● **REQUEST**
Turn every line of the rows below into a Markdown table with two columns, Line No. and Text, numbering the lines in order and skipping blank ones. Leave the pictures out of the table.

───── RECORDS TO PROCESS ─────

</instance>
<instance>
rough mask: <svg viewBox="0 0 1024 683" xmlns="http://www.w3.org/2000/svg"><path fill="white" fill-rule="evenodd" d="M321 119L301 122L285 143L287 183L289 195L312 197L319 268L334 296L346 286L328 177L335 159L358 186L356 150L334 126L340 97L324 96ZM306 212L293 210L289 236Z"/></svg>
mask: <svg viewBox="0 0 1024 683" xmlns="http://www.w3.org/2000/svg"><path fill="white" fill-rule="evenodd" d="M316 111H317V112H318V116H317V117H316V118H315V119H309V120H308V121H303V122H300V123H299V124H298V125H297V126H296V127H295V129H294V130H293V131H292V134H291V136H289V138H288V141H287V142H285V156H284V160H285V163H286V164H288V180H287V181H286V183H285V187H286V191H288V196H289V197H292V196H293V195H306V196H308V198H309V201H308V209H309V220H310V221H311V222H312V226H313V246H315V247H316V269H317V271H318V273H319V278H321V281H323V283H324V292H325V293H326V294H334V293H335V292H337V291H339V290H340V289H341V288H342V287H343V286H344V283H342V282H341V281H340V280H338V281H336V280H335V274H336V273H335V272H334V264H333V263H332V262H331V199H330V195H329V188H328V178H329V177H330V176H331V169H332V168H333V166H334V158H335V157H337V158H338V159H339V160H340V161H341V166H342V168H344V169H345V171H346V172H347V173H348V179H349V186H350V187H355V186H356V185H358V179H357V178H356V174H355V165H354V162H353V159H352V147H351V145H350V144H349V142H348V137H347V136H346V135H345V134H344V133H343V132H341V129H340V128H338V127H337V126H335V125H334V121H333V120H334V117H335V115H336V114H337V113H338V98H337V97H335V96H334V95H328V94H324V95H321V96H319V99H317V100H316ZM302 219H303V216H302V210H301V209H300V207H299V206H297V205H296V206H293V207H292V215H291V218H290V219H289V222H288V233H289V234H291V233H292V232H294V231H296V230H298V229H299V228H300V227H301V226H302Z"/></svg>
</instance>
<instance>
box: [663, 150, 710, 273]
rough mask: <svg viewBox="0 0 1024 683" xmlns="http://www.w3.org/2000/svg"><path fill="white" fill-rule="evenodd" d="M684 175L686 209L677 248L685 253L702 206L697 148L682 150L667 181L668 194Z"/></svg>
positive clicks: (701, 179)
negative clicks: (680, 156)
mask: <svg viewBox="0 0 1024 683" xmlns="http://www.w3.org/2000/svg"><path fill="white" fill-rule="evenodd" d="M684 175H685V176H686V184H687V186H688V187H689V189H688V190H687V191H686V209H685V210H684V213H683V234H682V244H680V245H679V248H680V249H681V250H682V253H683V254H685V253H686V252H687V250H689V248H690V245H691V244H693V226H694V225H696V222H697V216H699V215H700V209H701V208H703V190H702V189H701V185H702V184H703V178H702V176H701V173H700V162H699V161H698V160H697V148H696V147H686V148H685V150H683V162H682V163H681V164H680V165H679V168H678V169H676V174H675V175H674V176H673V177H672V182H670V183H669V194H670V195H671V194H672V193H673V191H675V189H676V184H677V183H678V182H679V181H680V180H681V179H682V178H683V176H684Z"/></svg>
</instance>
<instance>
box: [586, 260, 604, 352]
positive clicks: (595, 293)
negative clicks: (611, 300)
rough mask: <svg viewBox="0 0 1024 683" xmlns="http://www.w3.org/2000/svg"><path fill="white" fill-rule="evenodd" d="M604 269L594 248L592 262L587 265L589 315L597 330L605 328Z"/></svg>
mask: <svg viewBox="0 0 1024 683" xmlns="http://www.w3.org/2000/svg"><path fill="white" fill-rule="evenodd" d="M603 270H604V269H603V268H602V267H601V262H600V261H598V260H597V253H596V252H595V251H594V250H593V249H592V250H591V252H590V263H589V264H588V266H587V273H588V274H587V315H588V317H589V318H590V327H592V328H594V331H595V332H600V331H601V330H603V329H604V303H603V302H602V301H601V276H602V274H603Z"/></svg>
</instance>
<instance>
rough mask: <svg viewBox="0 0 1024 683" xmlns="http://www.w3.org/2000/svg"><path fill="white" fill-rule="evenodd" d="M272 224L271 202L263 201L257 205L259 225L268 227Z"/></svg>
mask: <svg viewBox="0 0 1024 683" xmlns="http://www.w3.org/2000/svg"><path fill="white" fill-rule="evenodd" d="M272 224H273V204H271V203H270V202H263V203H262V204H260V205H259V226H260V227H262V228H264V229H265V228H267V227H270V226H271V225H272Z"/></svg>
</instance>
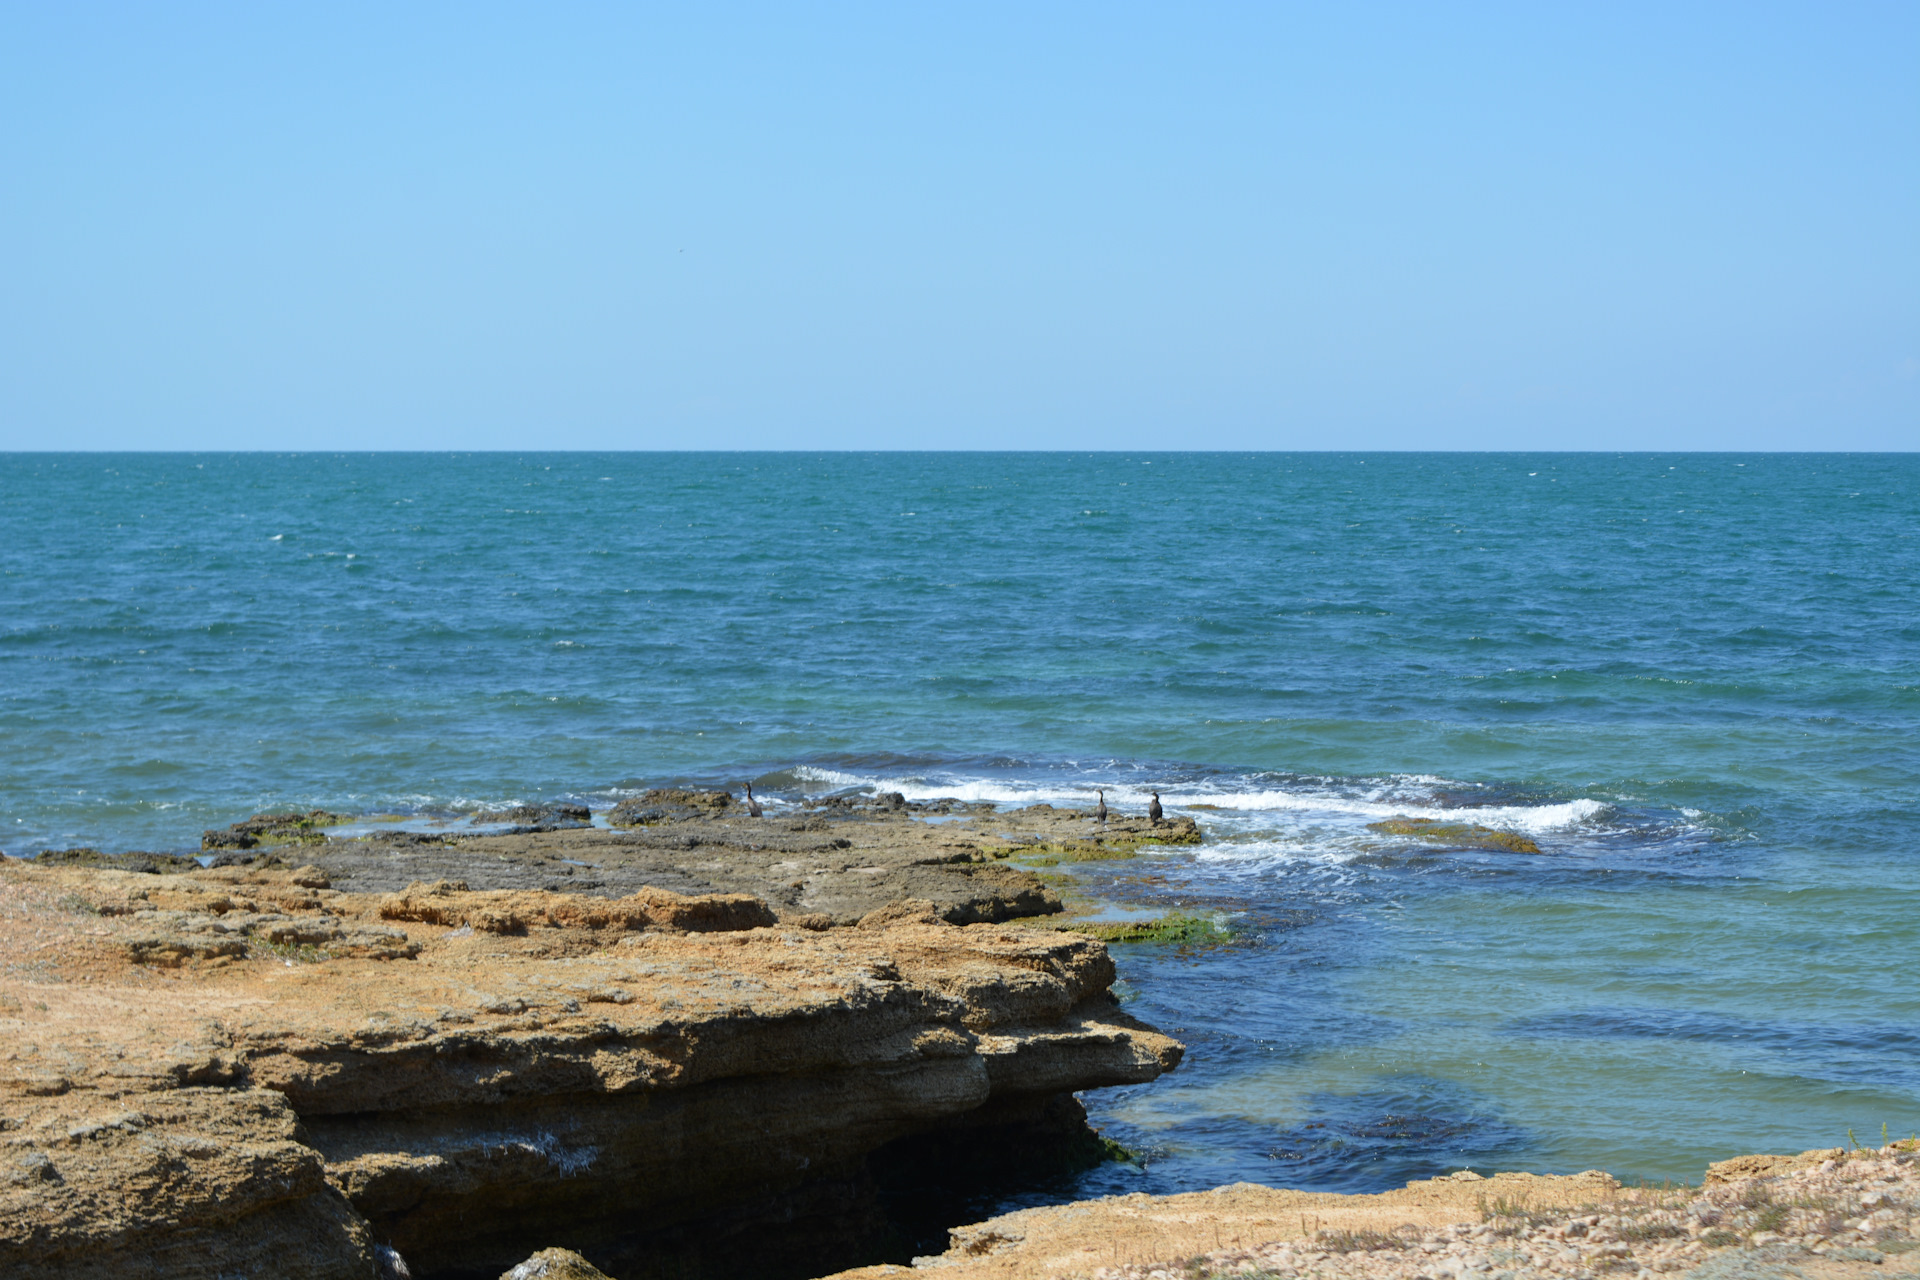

─────

● **ANSWER SECTION**
| Line No. | Text |
|---|---|
| 1 | </instance> |
| 2 | <instance> |
| 3 | rough mask: <svg viewBox="0 0 1024 683" xmlns="http://www.w3.org/2000/svg"><path fill="white" fill-rule="evenodd" d="M321 119L301 122L285 143L287 183L289 195L312 197L319 268L334 296L346 286L328 177L335 159L358 186L356 150L334 126L340 97L324 96ZM306 212L293 210L289 236Z"/></svg> |
| 4 | mask: <svg viewBox="0 0 1024 683" xmlns="http://www.w3.org/2000/svg"><path fill="white" fill-rule="evenodd" d="M316 111H317V112H318V116H317V117H316V118H315V119H309V120H308V121H303V122H300V123H299V124H298V125H297V126H296V127H295V129H294V130H293V131H292V134H291V136H289V138H288V141H287V142H285V156H284V160H285V163H286V164H288V180H287V181H286V183H285V187H286V191H288V196H289V197H292V196H293V195H306V196H308V198H309V201H308V209H309V220H310V221H311V222H312V226H313V246H315V247H316V269H317V271H318V273H319V278H321V281H323V283H324V292H325V293H326V294H334V293H335V292H337V291H339V290H340V289H341V288H342V287H343V286H344V283H342V282H341V281H340V280H338V281H336V280H335V274H336V273H335V272H334V264H333V263H332V262H331V199H330V195H329V188H328V178H329V177H330V176H331V169H332V168H333V166H334V158H335V157H337V158H338V159H339V160H340V161H341V166H342V168H344V169H345V171H346V172H347V173H348V179H349V186H350V187H355V186H356V185H358V179H357V178H356V174H355V165H354V162H353V159H352V147H351V145H350V144H349V142H348V137H347V136H346V135H345V134H344V133H343V132H341V129H340V128H338V127H337V126H335V125H334V121H333V120H334V117H335V115H336V114H337V113H338V98H337V97H335V96H334V95H328V94H324V95H321V96H319V99H317V100H316ZM302 219H303V216H302V210H301V209H300V207H299V206H297V205H296V206H293V207H292V215H291V218H290V219H289V222H288V233H289V234H291V233H292V232H294V231H296V230H298V229H299V228H300V227H301V226H302Z"/></svg> |
| 5 | </instance> |
| 6 | <instance> |
| 7 | box: [663, 150, 710, 273] |
| 8 | rough mask: <svg viewBox="0 0 1024 683" xmlns="http://www.w3.org/2000/svg"><path fill="white" fill-rule="evenodd" d="M684 175L686 209L677 248L685 253L702 206L697 148L682 150L667 181L668 194Z"/></svg> |
| 9 | positive clicks: (701, 179) |
| 10 | negative clicks: (680, 156) |
| 11 | mask: <svg viewBox="0 0 1024 683" xmlns="http://www.w3.org/2000/svg"><path fill="white" fill-rule="evenodd" d="M684 175H685V176H686V184H687V186H688V187H689V189H688V190H687V191H686V209H685V210H684V213H683V234H682V244H680V245H679V248H680V249H681V250H682V253H683V254H685V253H686V252H687V250H689V248H690V245H691V244H693V226H694V225H696V222H697V216H699V215H700V209H701V208H703V190H702V189H701V185H702V184H703V178H702V176H701V173H700V162H699V161H698V160H697V148H696V147H686V148H685V150H683V162H682V163H681V164H680V165H679V168H678V169H676V174H675V175H674V176H673V177H672V182H670V183H669V194H670V195H671V194H672V193H673V191H675V189H676V184H677V183H678V182H679V181H680V180H681V179H682V178H683V176H684Z"/></svg> |
| 12 | </instance> |
| 13 | <instance> |
| 14 | box: [586, 260, 604, 352] |
| 15 | positive clicks: (595, 293) |
| 16 | negative clicks: (611, 300) |
| 17 | rough mask: <svg viewBox="0 0 1024 683" xmlns="http://www.w3.org/2000/svg"><path fill="white" fill-rule="evenodd" d="M604 269L594 248L592 262L587 265L589 315L597 330L605 328Z"/></svg> |
| 18 | mask: <svg viewBox="0 0 1024 683" xmlns="http://www.w3.org/2000/svg"><path fill="white" fill-rule="evenodd" d="M603 270H604V269H603V268H602V267H601V262H600V261H598V260H597V253H596V252H595V251H594V250H593V249H592V250H591V252H590V263H589V264H588V266H587V273H588V274H587V315H588V317H589V318H590V327H592V328H594V331H595V332H600V331H601V330H603V329H604V303H603V302H602V301H601V276H602V274H603Z"/></svg> |
| 19 | </instance> |
| 20 | <instance> |
| 21 | rough mask: <svg viewBox="0 0 1024 683" xmlns="http://www.w3.org/2000/svg"><path fill="white" fill-rule="evenodd" d="M272 224L271 202L263 201L257 205L259 225L268 227Z"/></svg> |
| 22 | mask: <svg viewBox="0 0 1024 683" xmlns="http://www.w3.org/2000/svg"><path fill="white" fill-rule="evenodd" d="M272 224H273V204H271V203H270V202H263V203H262V204H260V205H259V226H260V227H262V228H264V229H265V228H267V227H270V226H271V225H272Z"/></svg> |
| 23 | </instance> |